▶ TASK
Could you transcribe all the entries exactly, omitting the pictures?

▶ DATA FOR ANALYSIS
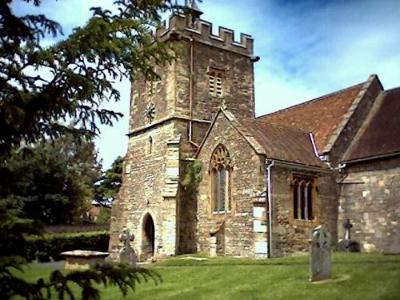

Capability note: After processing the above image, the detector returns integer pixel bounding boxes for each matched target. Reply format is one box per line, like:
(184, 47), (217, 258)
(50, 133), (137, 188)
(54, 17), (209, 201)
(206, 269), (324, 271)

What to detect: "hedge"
(23, 231), (109, 262)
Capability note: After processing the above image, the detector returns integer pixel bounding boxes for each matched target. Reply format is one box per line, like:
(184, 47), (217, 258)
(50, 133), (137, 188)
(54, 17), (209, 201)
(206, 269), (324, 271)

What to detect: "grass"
(16, 253), (400, 300)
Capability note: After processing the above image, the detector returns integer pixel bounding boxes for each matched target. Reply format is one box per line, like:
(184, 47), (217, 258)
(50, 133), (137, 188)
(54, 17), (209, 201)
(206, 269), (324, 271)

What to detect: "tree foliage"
(94, 156), (124, 207)
(1, 262), (161, 300)
(0, 134), (101, 225)
(0, 0), (181, 298)
(0, 0), (177, 155)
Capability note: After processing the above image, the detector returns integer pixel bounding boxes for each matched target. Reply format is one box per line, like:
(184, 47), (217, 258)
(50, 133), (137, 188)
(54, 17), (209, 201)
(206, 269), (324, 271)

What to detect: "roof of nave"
(256, 75), (381, 154)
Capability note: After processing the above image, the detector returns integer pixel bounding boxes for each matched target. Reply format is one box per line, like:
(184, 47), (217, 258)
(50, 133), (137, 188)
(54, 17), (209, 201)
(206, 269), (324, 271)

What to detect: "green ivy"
(182, 160), (203, 196)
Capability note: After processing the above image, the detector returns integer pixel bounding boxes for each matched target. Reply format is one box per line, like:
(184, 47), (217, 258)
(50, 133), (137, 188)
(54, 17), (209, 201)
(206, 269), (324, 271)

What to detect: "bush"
(24, 231), (109, 262)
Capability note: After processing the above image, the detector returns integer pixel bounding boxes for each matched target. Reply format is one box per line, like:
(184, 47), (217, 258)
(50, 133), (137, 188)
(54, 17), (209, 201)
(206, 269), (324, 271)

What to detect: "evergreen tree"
(0, 0), (181, 298)
(2, 135), (101, 225)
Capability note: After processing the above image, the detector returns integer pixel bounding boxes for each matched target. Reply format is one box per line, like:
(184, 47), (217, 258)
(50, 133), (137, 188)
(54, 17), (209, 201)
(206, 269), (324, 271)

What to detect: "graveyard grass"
(18, 253), (400, 300)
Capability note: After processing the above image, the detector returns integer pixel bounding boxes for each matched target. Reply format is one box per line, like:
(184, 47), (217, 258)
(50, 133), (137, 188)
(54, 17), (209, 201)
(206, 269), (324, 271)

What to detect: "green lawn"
(17, 253), (400, 300)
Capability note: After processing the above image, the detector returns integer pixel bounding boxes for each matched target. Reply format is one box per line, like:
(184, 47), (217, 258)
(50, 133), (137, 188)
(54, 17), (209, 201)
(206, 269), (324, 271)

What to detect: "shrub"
(24, 231), (109, 262)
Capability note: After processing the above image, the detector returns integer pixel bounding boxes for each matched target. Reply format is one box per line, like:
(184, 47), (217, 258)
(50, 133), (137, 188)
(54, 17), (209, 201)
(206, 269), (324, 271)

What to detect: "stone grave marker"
(310, 225), (331, 282)
(119, 228), (137, 266)
(338, 218), (360, 252)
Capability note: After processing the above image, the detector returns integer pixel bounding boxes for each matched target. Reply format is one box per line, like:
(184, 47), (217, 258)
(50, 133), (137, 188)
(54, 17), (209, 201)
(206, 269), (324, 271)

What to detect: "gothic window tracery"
(210, 145), (232, 212)
(292, 176), (315, 221)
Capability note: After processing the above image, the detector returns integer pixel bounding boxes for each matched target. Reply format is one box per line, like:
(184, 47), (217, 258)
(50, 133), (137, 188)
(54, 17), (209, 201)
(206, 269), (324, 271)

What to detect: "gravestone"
(310, 225), (331, 282)
(338, 219), (360, 252)
(119, 228), (137, 266)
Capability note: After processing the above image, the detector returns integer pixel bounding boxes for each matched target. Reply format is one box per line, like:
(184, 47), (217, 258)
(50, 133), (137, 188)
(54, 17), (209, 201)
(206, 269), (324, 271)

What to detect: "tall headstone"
(119, 228), (137, 267)
(310, 225), (331, 282)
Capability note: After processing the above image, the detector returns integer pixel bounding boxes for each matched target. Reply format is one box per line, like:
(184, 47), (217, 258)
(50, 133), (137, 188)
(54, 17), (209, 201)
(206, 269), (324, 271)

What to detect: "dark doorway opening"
(142, 214), (155, 260)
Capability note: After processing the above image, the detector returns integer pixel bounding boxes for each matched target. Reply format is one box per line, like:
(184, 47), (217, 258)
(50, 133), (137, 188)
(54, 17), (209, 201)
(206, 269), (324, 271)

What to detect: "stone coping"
(61, 250), (109, 258)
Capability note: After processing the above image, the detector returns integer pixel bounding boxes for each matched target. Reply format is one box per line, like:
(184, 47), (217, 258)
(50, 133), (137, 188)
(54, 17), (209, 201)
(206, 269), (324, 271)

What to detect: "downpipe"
(265, 159), (275, 258)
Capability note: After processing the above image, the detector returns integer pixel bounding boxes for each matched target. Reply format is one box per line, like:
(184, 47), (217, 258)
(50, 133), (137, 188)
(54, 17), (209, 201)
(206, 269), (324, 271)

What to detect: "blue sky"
(12, 0), (400, 169)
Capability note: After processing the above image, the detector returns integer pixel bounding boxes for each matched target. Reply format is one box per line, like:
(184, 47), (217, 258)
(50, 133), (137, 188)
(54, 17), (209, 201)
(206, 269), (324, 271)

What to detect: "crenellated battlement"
(156, 13), (253, 57)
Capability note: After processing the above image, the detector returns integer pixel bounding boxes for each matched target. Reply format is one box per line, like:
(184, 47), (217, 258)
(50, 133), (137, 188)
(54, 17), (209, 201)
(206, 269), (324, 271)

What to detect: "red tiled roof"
(240, 119), (325, 167)
(256, 83), (365, 153)
(344, 88), (400, 162)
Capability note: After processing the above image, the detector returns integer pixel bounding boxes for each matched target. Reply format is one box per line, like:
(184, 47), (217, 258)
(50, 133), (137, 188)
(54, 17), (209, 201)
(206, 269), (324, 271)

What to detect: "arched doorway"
(142, 213), (155, 260)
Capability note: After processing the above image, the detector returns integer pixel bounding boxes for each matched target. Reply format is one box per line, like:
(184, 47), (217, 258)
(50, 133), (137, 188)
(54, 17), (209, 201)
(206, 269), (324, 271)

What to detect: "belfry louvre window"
(292, 176), (315, 221)
(210, 145), (232, 212)
(208, 72), (223, 97)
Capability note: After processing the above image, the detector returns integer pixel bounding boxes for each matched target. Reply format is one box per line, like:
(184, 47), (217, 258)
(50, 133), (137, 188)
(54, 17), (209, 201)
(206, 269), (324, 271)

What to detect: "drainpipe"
(188, 37), (194, 143)
(265, 159), (275, 258)
(308, 132), (320, 158)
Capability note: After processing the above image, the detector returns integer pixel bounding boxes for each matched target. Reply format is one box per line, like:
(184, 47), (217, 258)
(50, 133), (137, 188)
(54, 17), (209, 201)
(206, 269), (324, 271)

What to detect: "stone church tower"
(109, 2), (257, 260)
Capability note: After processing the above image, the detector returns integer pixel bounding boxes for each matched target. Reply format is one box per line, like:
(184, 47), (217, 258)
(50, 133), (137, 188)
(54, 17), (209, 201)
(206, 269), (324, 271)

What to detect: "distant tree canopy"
(0, 0), (181, 298)
(95, 156), (124, 207)
(0, 134), (101, 225)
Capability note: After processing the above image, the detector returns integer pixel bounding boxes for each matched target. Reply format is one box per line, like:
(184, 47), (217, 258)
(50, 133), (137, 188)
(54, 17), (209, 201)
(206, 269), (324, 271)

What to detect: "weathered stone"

▶ ANSWER TO THE EXERCISE
Capability note: After processing the above image, the detector returns integer pixel bounding boxes for each matched target. Reply format is one box per line, like:
(184, 47), (217, 258)
(50, 133), (137, 188)
(54, 17), (209, 201)
(206, 269), (324, 271)

What to detect: "hedge"
(23, 231), (109, 262)
Capability note: After processing the above image, the detector returns integer pixel bounding boxes for each matched target. Reply format is one box per line, like:
(184, 47), (217, 258)
(50, 133), (137, 188)
(54, 17), (209, 201)
(206, 269), (324, 271)

What to detect: "grass"
(16, 253), (400, 300)
Capability note: After processing the above image, the detector returns integer pixel bounding boxes for each matched target. Reply format is one box per line, like:
(184, 47), (217, 258)
(50, 133), (137, 188)
(54, 17), (209, 201)
(206, 269), (324, 271)

What to detect: "tree foliage"
(94, 156), (124, 207)
(1, 262), (161, 300)
(0, 134), (101, 225)
(0, 0), (181, 298)
(0, 0), (177, 155)
Capability note: After processing the above image, the detector returns integer pixel bounding boxes for each matched target. Reply format is one box per line, like:
(184, 47), (217, 258)
(50, 133), (137, 188)
(54, 17), (209, 201)
(206, 269), (324, 271)

What to detect: "roof of nave"
(256, 75), (381, 154)
Capability note: After processing the above image, the detector returns integer pixel bounding boxes for each matched target. Reply format is one box per line, like:
(184, 47), (217, 258)
(50, 133), (137, 188)
(54, 17), (209, 201)
(206, 269), (324, 271)

What to detect: "green ivy"
(182, 160), (203, 196)
Capability note: After processing the above image, the detector returns integer pixel bounding boxes for each matched target. Reply format is one box per line, like:
(184, 47), (217, 258)
(50, 133), (137, 188)
(54, 17), (209, 201)
(206, 269), (324, 271)

What to detect: "bush"
(24, 231), (109, 262)
Capability note: After processing the above image, the detector returns integer pixel bounding boxes for each matched target. Reply format is one box per line, like:
(184, 47), (217, 258)
(50, 133), (137, 188)
(54, 17), (209, 201)
(206, 269), (324, 271)

What to detect: "evergreen tree"
(0, 0), (181, 298)
(2, 135), (101, 225)
Capability note: After processing the above image, the detector returns integer pixel bounding boxes for each matched target. Reply format is one box per line, like:
(184, 47), (217, 258)
(50, 133), (137, 188)
(54, 17), (209, 201)
(206, 269), (324, 271)

What to detect: "graveyard grass"
(18, 253), (400, 300)
Capability note: After processing the above image, the detector returns integer pixel bounding boxes for each matched target. Reply format is one box per line, like:
(184, 47), (217, 258)
(50, 133), (137, 188)
(54, 17), (209, 201)
(206, 269), (324, 271)

What to detect: "green lawn"
(17, 253), (400, 300)
Capability note: After processing the above image, the detector returns integer pixel bounding boxes for each matched target. Reply format is one box per line, like:
(184, 47), (217, 258)
(50, 133), (137, 188)
(54, 17), (209, 201)
(206, 269), (324, 271)

What to detect: "shrub"
(24, 231), (109, 262)
Capability note: After processing the above image, the detector returns integer pixel bounding boxes for each matched target. Reply format is one box per line, like:
(184, 47), (217, 258)
(50, 133), (137, 188)
(54, 17), (209, 201)
(206, 269), (324, 271)

What to detect: "stone grave marker"
(310, 225), (331, 282)
(119, 228), (137, 266)
(338, 218), (360, 252)
Capability note: After processing the above image, the detector returns integer pixel bounding boxes for each matched target. Reply format is one box per line, like:
(184, 47), (217, 258)
(50, 133), (137, 188)
(54, 17), (209, 201)
(206, 269), (324, 271)

What to detect: "gothic window tracery"
(210, 145), (232, 212)
(292, 176), (315, 221)
Capability note: After processing the above image, the detector returns integer pixel bounding boxes for each matched target. Reply format is one box per line, like:
(184, 47), (217, 258)
(50, 133), (137, 188)
(54, 17), (209, 201)
(206, 269), (324, 271)

What to detect: "gravestone"
(310, 225), (331, 282)
(338, 219), (360, 252)
(119, 228), (137, 266)
Capability note: After processing the above image, the detector returns integer pixel bounding boxes for each matched target. Reply format is one box per line, like:
(184, 47), (217, 258)
(50, 133), (137, 188)
(54, 17), (209, 201)
(206, 269), (324, 271)

What to detect: "tall headstone"
(119, 228), (137, 267)
(310, 225), (331, 282)
Capability note: After processing the above image, the detector returns integer pixel bounding boxes for each matched target. Reply format is one box per line, like:
(184, 47), (217, 258)
(50, 133), (137, 188)
(54, 17), (209, 201)
(206, 269), (324, 271)

What to detect: "dark doorway opening"
(142, 214), (155, 260)
Capability note: After processing the above image, the detector returns integer pixel bounding boxes for each matched target. Reply format is one box per line, like:
(184, 47), (217, 258)
(50, 133), (137, 188)
(54, 17), (209, 201)
(206, 269), (324, 271)

What to detect: "stone coping"
(61, 250), (109, 258)
Capability note: After processing the above image, the detector returns integer pixel bounding boxes for each matched target. Reply format is one box per line, like:
(184, 47), (217, 258)
(50, 133), (137, 188)
(54, 17), (209, 201)
(206, 269), (324, 271)

What to detect: "downpipe"
(265, 159), (275, 258)
Capability note: After processing the above image, the detector returns integer pixel bounding boxes for each matched target. Reply format is one box per line, like:
(184, 47), (217, 258)
(50, 133), (137, 188)
(54, 17), (209, 201)
(206, 269), (324, 271)

What to detect: "blue sky"
(12, 0), (400, 169)
Capability note: After processing the above image, the detector returns integer pixel bounding boxes for each matched target. Reply format is one box per line, like:
(184, 47), (217, 258)
(50, 133), (137, 188)
(54, 17), (209, 201)
(206, 269), (324, 271)

What to detect: "crenellated battlement"
(156, 13), (253, 57)
Capability note: After processing the above image, the detector returns integer pixel bounding boxes for each matched target. Reply format is one box per line, like:
(184, 47), (217, 258)
(50, 133), (137, 188)
(54, 17), (209, 201)
(206, 269), (324, 271)

What to detect: "red tiled roof"
(240, 119), (325, 167)
(256, 83), (365, 153)
(344, 88), (400, 162)
Capability note: After processing the above image, the detector returns integer pixel bounding boxes for each matched target. Reply format is one box per line, like:
(184, 47), (217, 258)
(50, 133), (137, 188)
(54, 17), (209, 201)
(206, 269), (324, 271)

What to detect: "arched doorway"
(142, 213), (155, 260)
Capability note: After processing the above image, the detector returns integer pixel bounding boxes for each matched target. Reply format is one box per line, like:
(184, 47), (217, 258)
(50, 133), (137, 188)
(54, 17), (209, 201)
(206, 269), (324, 271)

What to detect: "belfry louvre window"
(292, 176), (315, 221)
(210, 145), (232, 212)
(208, 72), (223, 97)
Capability note: After processing the above image, the detector returns integer pixel bounding boxes for each matched target. Reply format is one box per line, like:
(184, 47), (217, 258)
(50, 133), (137, 188)
(54, 17), (209, 201)
(206, 269), (324, 271)

What to detect: "drainpipe"
(188, 37), (194, 143)
(265, 159), (275, 258)
(308, 132), (320, 158)
Capability note: After processing the above image, the detector returns integer pixel bounding boxes for each matched target. Reply format is one box per line, like:
(184, 47), (217, 258)
(50, 133), (137, 188)
(54, 17), (209, 201)
(206, 269), (324, 271)

What to detect: "stone church tower"
(109, 2), (257, 260)
Capability note: After processing the above image, the detector returns integer pixel bounding boxes for each matched target. Reply format is one box per line, like:
(184, 47), (217, 258)
(50, 133), (137, 188)
(54, 17), (209, 201)
(206, 269), (324, 271)

What to detect: "distant tree canopy"
(0, 0), (181, 298)
(95, 156), (124, 207)
(0, 134), (101, 225)
Capability note: After processing the above image, the detector returns integer pixel bounding boxes for each matched target. Reply format is one box per line, like:
(184, 47), (217, 258)
(50, 133), (137, 188)
(54, 17), (209, 201)
(206, 269), (324, 271)

What to detect: "weathered stone"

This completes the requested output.